PROBLEM DETAILS
Carry none of the pictures over; write out the complete data exactly.
——————————
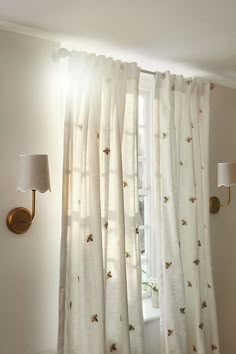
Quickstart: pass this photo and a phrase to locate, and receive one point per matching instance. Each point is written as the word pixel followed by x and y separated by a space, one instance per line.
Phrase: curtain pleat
pixel 100 277
pixel 181 133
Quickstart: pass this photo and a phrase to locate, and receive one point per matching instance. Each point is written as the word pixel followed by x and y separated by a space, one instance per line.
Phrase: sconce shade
pixel 226 174
pixel 33 173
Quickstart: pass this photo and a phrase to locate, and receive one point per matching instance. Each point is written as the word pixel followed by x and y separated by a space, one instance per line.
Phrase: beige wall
pixel 29 264
pixel 223 225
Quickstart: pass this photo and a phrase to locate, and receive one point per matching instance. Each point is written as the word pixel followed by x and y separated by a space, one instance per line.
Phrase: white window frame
pixel 146 90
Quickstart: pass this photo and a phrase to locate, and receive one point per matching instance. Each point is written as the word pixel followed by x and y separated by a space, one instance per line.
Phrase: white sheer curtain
pixel 100 282
pixel 181 124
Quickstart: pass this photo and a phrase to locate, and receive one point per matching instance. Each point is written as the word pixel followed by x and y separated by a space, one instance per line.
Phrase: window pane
pixel 141 141
pixel 141 211
pixel 141 164
pixel 140 108
pixel 142 241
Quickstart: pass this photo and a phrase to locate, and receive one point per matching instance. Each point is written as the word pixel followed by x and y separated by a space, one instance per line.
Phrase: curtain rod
pixel 64 53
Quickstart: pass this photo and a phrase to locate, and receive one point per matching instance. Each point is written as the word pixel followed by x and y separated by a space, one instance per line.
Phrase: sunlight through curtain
pixel 181 134
pixel 100 276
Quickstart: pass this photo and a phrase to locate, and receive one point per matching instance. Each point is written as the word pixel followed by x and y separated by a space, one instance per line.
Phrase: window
pixel 145 177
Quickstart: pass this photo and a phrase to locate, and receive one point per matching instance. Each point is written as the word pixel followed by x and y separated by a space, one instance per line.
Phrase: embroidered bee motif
pixel 201 325
pixel 89 238
pixel 107 151
pixel 196 261
pixel 113 347
pixel 131 327
pixel 164 135
pixel 127 255
pixel 94 318
pixel 168 265
pixel 170 332
pixel 109 275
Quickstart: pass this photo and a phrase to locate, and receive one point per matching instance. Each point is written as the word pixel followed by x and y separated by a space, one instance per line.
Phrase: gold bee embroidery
pixel 113 347
pixel 131 327
pixel 89 238
pixel 94 318
pixel 170 332
pixel 168 265
pixel 107 151
pixel 127 255
pixel 109 275
pixel 164 135
pixel 196 261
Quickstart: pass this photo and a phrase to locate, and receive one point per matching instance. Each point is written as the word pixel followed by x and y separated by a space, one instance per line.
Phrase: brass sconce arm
pixel 215 203
pixel 20 219
pixel 33 176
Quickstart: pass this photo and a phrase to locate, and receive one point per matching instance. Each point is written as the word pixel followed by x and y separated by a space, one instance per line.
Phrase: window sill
pixel 150 313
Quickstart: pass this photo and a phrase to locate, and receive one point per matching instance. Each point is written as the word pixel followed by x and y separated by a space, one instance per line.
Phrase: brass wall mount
pixel 20 219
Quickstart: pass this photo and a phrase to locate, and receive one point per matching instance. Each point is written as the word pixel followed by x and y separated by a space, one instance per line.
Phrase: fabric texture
pixel 181 134
pixel 100 276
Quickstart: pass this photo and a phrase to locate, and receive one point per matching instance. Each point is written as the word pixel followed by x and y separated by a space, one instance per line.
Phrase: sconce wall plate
pixel 19 220
pixel 33 175
pixel 214 205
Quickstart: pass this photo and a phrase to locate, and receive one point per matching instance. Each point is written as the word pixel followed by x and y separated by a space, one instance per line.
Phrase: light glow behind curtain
pixel 181 133
pixel 100 276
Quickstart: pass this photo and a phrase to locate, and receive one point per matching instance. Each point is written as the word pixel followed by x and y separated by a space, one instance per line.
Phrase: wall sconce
pixel 33 176
pixel 226 177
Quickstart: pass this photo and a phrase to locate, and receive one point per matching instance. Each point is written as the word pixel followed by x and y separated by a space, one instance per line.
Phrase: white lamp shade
pixel 33 173
pixel 226 174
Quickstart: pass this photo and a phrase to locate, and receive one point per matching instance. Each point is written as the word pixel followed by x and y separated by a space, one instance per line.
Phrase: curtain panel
pixel 100 276
pixel 181 133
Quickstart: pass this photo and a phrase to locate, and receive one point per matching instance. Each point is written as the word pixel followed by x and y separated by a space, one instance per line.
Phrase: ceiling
——————————
ANSWER FOR THIS EXERCISE
Quickstart: pass this photo and a phrase to locate, and receive one point per matching instance. Each point is written as the word pixel followed by x and y separated by a space, one instance per line.
Phrase: curtain pleat
pixel 100 277
pixel 181 133
Quickstart: pass this photo and a phrase to locate, and receive one point per matching instance. Each point is written as the word pixel followed by x and y separated by a space, one instance per line.
Phrase: sconce shade
pixel 226 174
pixel 33 173
Quickstart: pass this photo and a phrase to locate, and receive one point per matching instance. Each point is written as the word pixel followed by x and y separated by a space, one instance per line.
Phrase: beige wall
pixel 29 264
pixel 223 225
Quickstart: pass this photo and a phrase to locate, and receive one point per matching instance. Each point is written as the word pixel followed by x and y separated by a space, one instance per line.
Phrase: white window frame
pixel 146 90
Quickstart: pass this photo and a phrase to locate, and receive one point per matching instance. Each point is written as the word pixel followed by x and y separated by a space, one instance per line.
Phrase: white sheer curtain
pixel 100 282
pixel 181 124
Quickstart: pass this photo and a phrase to locate, and receive one point per matching instance. Each point is written as the word pixel followed by x and y separated by a space, one instance per line.
Phrase: window pane
pixel 141 141
pixel 141 211
pixel 141 164
pixel 140 108
pixel 142 241
Quickstart: pass this photo and a phrase to locate, and receive one point per matching instance. Each point is written as the word pixel followed by x and y separated by a space, one instance per line.
Phrase: curtain rod
pixel 64 53
Quickstart: pass this photo and a phrase to locate, and receive one point per matching instance. Each point is written as the word pixel followed by x and y separated by a space, one instance per line.
Phrase: sunlight through curtain
pixel 181 134
pixel 100 276
Quickstart: pass this photo and a phrase to locate, and receive one point per matching instance. Each point is written as the word pixel followed by x and y separated by a space, one instance per line.
Phrase: window
pixel 145 177
Quickstart: pass this photo and a phrase to locate, and receive one point per matching instance. Each point is written as the word pixel followed by x and y separated by a space, one instance per line.
Phrase: embroidered bee motif
pixel 201 325
pixel 89 238
pixel 107 151
pixel 196 261
pixel 113 347
pixel 131 327
pixel 164 135
pixel 127 255
pixel 94 318
pixel 168 265
pixel 170 332
pixel 109 275
Quickstart: pass this photo and a phrase to locate, and receive one point per matching instance. Each point is written as the word pixel followed by x and y separated by a space, one instance per line.
Phrase: gold bee embroidery
pixel 113 347
pixel 131 327
pixel 89 238
pixel 94 318
pixel 170 332
pixel 168 265
pixel 107 151
pixel 127 255
pixel 109 275
pixel 164 135
pixel 196 261
Quickstart: pass this photo and a phrase to locate, and receive one point per matching instance. Each point is written as the word pixel followed by x and y separated by a space, one instance per line.
Phrase: brass sconce arm
pixel 215 203
pixel 20 219
pixel 33 176
Quickstart: pass this photo and a phrase to locate, and receive one point per matching instance. Each point is written as the word pixel followed by x and y separated by a space, one instance per line.
Phrase: window sill
pixel 150 313
Quickstart: pass this photo and a phrase to locate, and receive one point per matching instance. Each point is written as the word pixel followed by x and y separated by a space, one instance per line.
Phrase: brass wall mount
pixel 20 219
Quickstart: pass this photo and a phrase to locate, and receive one point per matching instance. Each point is written as the word pixel followed by x and y separated by a space, one instance per line.
Phrase: fabric texture
pixel 181 134
pixel 100 276
Quickstart: pass this photo and a phrase to locate, and receive one point per matching instance. Each point is written as the word pixel followed by x and y separated by a space, one instance per line.
Phrase: sconce wall plate
pixel 19 220
pixel 33 175
pixel 214 205
Quickstart: pass this photo and a phrase to locate, and receive one point per matching instance. Each point is written as the word pixel followed by x and y separated by a space, one instance per line.
Phrase: light glow behind curtain
pixel 181 133
pixel 100 276
Quickstart: pass this photo and a phrase to locate, and receive one point per matching instance. Each point is written as the word pixel followed by x and y separated by a space, one instance per line.
Phrase: wall sconce
pixel 33 176
pixel 226 177
Quickstart: pass this photo and a phrase to locate, and receive one point per matching instance. Each point is written as the word pixel followed by x and y separated by a space, one instance per line.
Phrase: white lamp shade
pixel 33 173
pixel 226 174
Quickstart: pass this photo and a phrase to locate, and receive one point per matching instance. Each point is written as the word pixel followed by x and y separated by a space, one instance per line.
Phrase: curtain panel
pixel 100 276
pixel 181 133
Quickstart: pass this photo and a phrase to locate, and receive one point per matching instance. Each point is written as the word pixel followed by x and y separated by a space, one instance per line.
Phrase: ceiling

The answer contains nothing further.